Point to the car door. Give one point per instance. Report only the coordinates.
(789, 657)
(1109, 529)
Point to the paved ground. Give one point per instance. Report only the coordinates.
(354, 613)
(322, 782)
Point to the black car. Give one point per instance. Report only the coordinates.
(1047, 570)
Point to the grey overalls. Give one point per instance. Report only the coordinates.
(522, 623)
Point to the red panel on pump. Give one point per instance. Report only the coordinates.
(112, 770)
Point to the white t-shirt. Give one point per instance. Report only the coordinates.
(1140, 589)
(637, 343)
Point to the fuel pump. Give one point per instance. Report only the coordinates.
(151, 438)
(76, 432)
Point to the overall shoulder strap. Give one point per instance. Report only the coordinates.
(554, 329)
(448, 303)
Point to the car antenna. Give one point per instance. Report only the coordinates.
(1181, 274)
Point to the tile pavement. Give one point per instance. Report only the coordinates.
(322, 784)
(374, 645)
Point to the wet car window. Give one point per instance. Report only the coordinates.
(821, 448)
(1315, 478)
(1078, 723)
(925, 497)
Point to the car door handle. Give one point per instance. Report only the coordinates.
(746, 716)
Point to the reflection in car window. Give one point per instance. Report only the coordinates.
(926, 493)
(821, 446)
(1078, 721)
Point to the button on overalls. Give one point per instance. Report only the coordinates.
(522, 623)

------------------------------

Set down, exactly and only, the lines running from the one holding "Point to the car door handle." through the end of the records above, both ends included.

Point to the car door handle. Give one point per instance. Report only the coordinates.
(746, 716)
Point to the reflection in car window. Give one point per instance. Report only the coordinates.
(926, 493)
(821, 446)
(1078, 721)
Point to the button on overalls. Give one point per instance. Report only the coordinates.
(522, 623)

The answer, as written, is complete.